# Text

◇ ◇ ◇ ◇ ◇

The profiler indicates that print $ last [(1::Int)..10^7] (compiled with -O2) allocates around 8*108 bytes. Using the Henning Thienemann-inspired

myLast = fromJust . foldr (\x -> Just . maybe x id) Nothing

(based on his code for viewR/unsnoc) reduces allocation by about half at the cost of some extra work. What we really want, I believe, is for last to fuse with the producer in a fashion that allows the Ints to be unboxed, eliminating all the allocation. I have no idea if this will fall out of the general fusion work planned for 7.9.

Change History (11)

comment:1 Changed 5 years ago by nomeata

What general fusion work are you referring to? I only know about the improvements for fusing foldl, which doesn’t seem to apply here.

Although maybe it could. How about this definition:

myLast2 :: [a] -> a
myLast2 = foldl (\_ x -> x) undefined

While last yields 800051648 bytes, and myLast yields 560084432 bytes, this runs in 51648 bytes (i.e. it fuses completely).

Admitted, the resulting code looks almost stupidly efficient (at least if I write 10^7 as 10000 – I’m unjustifiably surprised that that is not constant-folded):

Rec {
$wgo
$wgo =
  \ w_s3Aj ->
    case w_s3Aj of wild_Xf {
      __DEFAULT -> $wgo (+# wild_Xf 1);
      10000000 -> 10000000
    }
end Rec }

comment:2 in reply to:  1 Changed 5 years ago by dfeuer

Replying to nomeata:

What general fusion work are you referring to? I only know about the improvements for fusing foldl, which doesn’t seem to apply here.

I was under the impression (possibly bogus) that the foldl fix involved some new transformation that could have other effects.

Although maybe it could. How about this definition:

myLast2 :: [a] -> a
myLast2 = foldl (\_ x -> x) undefined

While last yields 800051648 bytes, and myLast yields 560084432 bytes, this runs in 51648 bytes (i.e. it fuses completely).

That looks wonderful. Is it certain to be changed to a foldl' in cases where it doesn't fuse?

Admitted, the resulting code looks almost stupidly efficient (at least if I write 10^7 as 10000 – I’m unjustifiably surprised that that is not constant-folded):

Imagine the confusion if it were! Yes, map f [m..n] !! p could be optimized to O(1) whenever m has a known-sane type, but then all the newbies and half the oldies would get mixed up when little changes had radical performance impacts.

comment:3 Changed 5 years ago by nomeata

That looks wonderful. Is it certain to be changed to a foldl' in cases where it doesn't fuse?

Hopefully not. foldl' would force the accumulator, which we do *not* want here (otherwise the undefined would be forced, or last [undefined, 1] would not work).

◇ ◇ ◇ ◇ ◇

# Extracted information
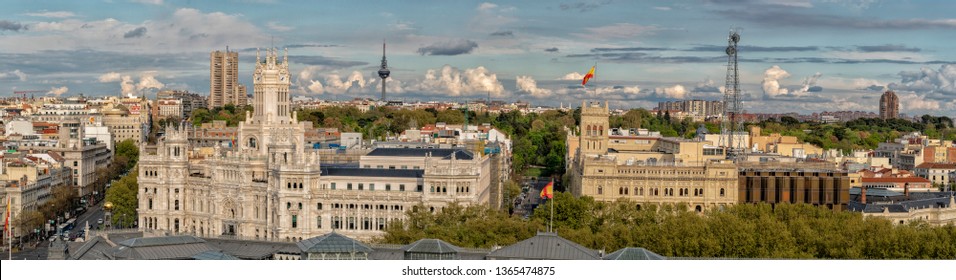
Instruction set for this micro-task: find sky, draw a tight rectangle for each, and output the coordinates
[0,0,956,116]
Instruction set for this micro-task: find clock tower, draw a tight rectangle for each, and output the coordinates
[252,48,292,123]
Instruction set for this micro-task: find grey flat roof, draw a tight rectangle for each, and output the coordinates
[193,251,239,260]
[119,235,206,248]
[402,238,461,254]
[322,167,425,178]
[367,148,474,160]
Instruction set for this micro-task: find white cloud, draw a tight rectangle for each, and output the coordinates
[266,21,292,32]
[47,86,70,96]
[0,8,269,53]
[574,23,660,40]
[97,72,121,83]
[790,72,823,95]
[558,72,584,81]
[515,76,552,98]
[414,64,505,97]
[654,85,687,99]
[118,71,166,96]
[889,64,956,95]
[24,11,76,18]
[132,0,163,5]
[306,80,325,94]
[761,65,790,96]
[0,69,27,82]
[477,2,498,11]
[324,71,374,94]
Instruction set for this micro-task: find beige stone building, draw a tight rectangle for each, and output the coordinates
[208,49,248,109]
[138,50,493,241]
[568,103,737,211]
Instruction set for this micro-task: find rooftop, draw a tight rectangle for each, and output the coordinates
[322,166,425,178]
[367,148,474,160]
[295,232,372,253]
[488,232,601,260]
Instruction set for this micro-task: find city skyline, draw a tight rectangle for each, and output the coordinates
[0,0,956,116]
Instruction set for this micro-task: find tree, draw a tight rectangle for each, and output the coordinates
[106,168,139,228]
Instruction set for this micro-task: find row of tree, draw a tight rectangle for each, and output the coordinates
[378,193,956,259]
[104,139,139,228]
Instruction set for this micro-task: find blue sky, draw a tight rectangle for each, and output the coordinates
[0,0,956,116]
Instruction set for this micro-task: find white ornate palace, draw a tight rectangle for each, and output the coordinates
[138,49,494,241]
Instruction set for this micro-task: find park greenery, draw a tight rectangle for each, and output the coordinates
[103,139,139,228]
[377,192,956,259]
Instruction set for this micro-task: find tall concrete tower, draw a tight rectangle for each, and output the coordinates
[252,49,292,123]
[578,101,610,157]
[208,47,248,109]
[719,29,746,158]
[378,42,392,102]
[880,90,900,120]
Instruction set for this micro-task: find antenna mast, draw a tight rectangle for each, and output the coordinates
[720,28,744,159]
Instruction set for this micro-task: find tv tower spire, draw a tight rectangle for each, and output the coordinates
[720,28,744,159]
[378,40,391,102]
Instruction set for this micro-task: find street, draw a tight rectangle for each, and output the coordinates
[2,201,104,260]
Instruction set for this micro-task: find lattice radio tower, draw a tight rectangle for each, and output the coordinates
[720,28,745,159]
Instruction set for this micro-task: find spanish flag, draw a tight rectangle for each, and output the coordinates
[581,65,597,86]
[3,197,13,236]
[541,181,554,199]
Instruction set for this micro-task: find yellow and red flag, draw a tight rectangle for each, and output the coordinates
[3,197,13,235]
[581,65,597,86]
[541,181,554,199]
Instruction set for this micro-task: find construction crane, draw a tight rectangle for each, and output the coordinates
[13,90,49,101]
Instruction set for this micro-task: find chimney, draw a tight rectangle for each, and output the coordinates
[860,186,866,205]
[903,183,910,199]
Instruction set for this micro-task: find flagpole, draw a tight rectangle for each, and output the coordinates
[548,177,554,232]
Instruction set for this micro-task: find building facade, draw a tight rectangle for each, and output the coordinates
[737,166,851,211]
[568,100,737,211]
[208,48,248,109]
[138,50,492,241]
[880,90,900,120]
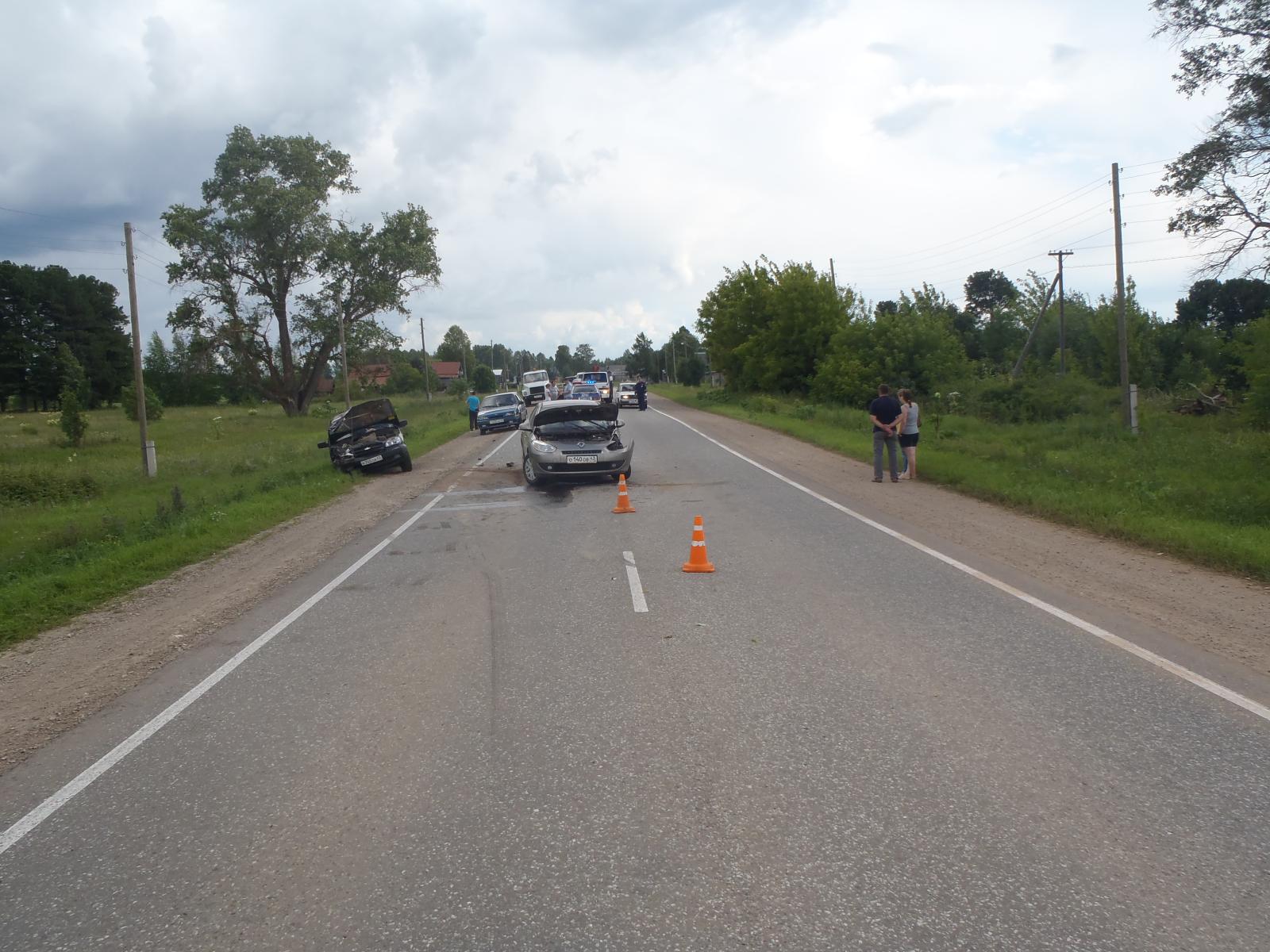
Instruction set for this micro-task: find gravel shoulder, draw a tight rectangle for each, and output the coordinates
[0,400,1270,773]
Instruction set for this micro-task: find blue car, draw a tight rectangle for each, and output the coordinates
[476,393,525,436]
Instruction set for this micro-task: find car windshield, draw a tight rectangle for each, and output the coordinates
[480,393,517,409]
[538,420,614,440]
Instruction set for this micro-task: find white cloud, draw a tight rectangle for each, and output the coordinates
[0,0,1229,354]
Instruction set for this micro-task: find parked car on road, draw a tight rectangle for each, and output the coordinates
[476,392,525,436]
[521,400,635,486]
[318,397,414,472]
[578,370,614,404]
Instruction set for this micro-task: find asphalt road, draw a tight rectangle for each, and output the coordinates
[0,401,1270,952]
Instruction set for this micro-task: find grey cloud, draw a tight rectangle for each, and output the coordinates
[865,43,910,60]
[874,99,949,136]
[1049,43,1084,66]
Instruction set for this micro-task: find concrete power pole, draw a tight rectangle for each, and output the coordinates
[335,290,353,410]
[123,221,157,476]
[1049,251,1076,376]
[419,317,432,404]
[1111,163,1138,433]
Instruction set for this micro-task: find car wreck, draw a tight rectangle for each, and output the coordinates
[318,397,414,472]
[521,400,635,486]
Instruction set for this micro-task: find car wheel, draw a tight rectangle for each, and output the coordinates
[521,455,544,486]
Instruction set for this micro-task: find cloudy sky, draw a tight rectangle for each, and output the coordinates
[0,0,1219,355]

◇ ◇ ◇ ◇ ◇

# Problem set
• a. Copy the passage of the text from "comment:2 in reply" up to and including "have other effects.".
• b. Answer these questions from the text:
(i) How many bytes does myLast yield?
(ii) Which code of Henning Thienemann's is myLast based on?
(iii) What would foldl' force that is not wanted here?

# Final results
• a.
comment:2 in reply to:  1 Changed 5 years ago by dfeuer

Replying to nomeata:

What general fusion work are you referring to? I only know about the improvements for fusing foldl, which doesn’t seem to apply here.

I was under the impression (possibly bogus) that the foldl fix involved some new transformation that could have other effects.

• b.
(i) 560084432 bytes
(ii) His code for viewR/unsnoc
(iii) The accumulator